> _EXERCISES TO COMPLETE_:
A. Quote the TreadWright tire thread word for word, starting at "I've got ~20K" and ending after "the Guard Dogs!".
B. In the TreadWright tire thread, what casings are bullettooth81's Wardens built on?

> _EXCERPT_:
# Which TreadWright Tires??



## Seabee15

Looking for some new tires for the plow truck. The truck is a 86 Chevy CUCV (M1008 or 5/4Ton) with a 7/6 western unimount.

Right I have some super bald 235/75 P.O.S tires on it.

I was looking at treadwright, 285/75R16's load range E and very interested in either the Gaurd Dog MT's or the Warden AT's.

Which would be better for the snow??


----------



## bullettooth81

I have a set of 265 wardens all mounted up on my spare rims. Haven't had a chance to try them yet, but they look like they will be awesome in the snow!


----------



## Seabee15

Are those Wardens pretty much identical to BFG AT's? were you able to get BFG casings?


----------



## bullettooth81

Yes, they are BFG casings. Look identical to the BFG ATs but MUCH cheaper. I also ordered them with the 'KEDGE' Grip. The re-tread work on them looks great! Unless you are looking really close, they look like new BFGs!! I was very happy with the quality and looks of the tires. Now I'll just need to see how well they perform. Hopefully I'll be putting them on the truck in a few weeks.


----------



## PrimoSR

I have the Guard Dogs. So for I like them a lot, haven't had them in the snow yet though. They were about 1/3 of the price name brand equivalent too!


----------



## festerw

I've got ~20K on the Warden AT's on my truck, pretty decent in the snow without the Kedge Grip and seem to be wearing well.


----------



## bhmjwp

We have been using these for 5+ years. The Guard Gog w/Krip edge for winter use only and the Warden w/Krip edge for year around use. The Gard Dogs are a little too much road noise for my taste. But for 3/4 ton and up trucks with heavy duty plows no better tire than the Guard Dogs!

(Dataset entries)
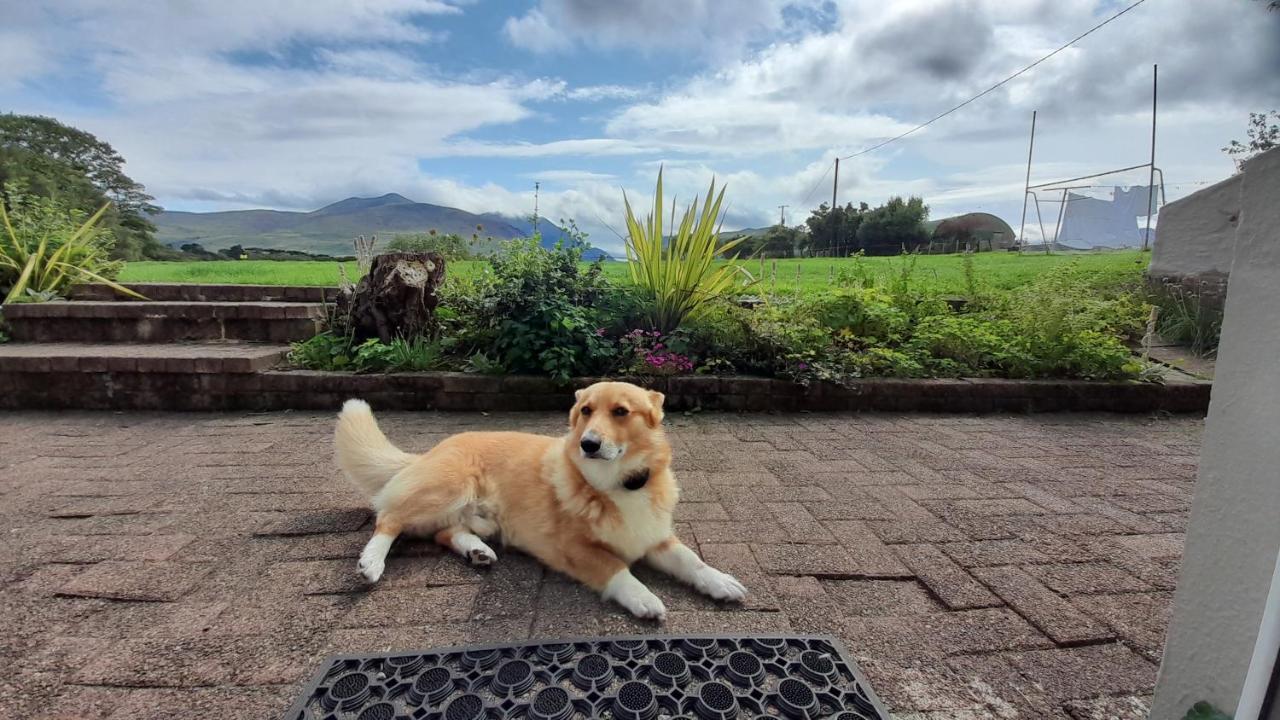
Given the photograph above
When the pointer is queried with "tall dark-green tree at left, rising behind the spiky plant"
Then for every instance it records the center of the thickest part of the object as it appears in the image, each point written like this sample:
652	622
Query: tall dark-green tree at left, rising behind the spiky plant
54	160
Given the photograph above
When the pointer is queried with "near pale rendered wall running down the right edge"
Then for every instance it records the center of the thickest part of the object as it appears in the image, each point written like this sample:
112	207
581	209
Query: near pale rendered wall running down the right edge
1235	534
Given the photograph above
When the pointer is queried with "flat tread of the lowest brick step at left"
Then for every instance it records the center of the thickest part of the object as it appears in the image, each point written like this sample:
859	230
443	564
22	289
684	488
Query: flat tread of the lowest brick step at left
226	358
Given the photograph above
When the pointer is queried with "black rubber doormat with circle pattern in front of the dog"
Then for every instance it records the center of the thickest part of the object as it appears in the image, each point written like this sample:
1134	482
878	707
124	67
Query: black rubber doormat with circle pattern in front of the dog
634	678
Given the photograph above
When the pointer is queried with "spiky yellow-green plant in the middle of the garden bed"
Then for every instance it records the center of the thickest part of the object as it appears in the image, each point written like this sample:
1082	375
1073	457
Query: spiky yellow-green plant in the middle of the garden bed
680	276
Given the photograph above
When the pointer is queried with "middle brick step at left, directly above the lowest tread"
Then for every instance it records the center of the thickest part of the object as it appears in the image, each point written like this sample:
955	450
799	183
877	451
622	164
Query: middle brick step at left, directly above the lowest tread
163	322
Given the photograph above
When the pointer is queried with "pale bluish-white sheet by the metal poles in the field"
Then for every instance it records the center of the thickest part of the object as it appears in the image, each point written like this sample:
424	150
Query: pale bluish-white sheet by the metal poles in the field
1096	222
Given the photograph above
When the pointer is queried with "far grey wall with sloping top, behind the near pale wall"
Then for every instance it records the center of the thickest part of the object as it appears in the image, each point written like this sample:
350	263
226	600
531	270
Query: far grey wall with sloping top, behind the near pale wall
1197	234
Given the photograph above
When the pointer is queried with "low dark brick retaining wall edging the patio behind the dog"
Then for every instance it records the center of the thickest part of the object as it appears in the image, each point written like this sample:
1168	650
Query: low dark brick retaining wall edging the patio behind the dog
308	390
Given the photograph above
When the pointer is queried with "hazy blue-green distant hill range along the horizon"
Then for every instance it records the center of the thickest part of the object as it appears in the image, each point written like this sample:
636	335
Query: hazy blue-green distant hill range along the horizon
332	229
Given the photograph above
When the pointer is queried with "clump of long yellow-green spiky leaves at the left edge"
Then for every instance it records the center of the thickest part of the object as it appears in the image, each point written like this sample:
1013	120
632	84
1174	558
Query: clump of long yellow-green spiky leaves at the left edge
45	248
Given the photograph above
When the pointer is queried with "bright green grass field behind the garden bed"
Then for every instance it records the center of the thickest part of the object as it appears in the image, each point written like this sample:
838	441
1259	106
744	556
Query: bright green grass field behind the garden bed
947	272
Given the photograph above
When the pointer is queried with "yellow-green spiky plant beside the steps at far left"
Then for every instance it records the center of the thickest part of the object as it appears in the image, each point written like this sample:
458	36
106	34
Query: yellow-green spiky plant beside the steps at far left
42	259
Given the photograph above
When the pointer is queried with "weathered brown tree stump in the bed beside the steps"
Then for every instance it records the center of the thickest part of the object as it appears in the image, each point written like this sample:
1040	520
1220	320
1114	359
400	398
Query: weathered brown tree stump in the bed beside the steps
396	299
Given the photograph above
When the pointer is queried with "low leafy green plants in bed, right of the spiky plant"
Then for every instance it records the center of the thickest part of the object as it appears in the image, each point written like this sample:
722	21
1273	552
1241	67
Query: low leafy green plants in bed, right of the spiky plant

> _RESULTS_:
A.
I've got ~20K on the Warden AT's on my truck, pretty decent in the snow without the Kedge Grip and seem to be wearing well.


----------



## bhmjwp

We have been using these for 5+ years. The Guard Gog w/Krip edge for winter use only and the Warden w/Krip edge for year around use. The Gard Dogs are a little too much road noise for my taste. But for 3/4 ton and up trucks with heavy duty plows no better tire than the Guard Dogs!

B. BFG casings.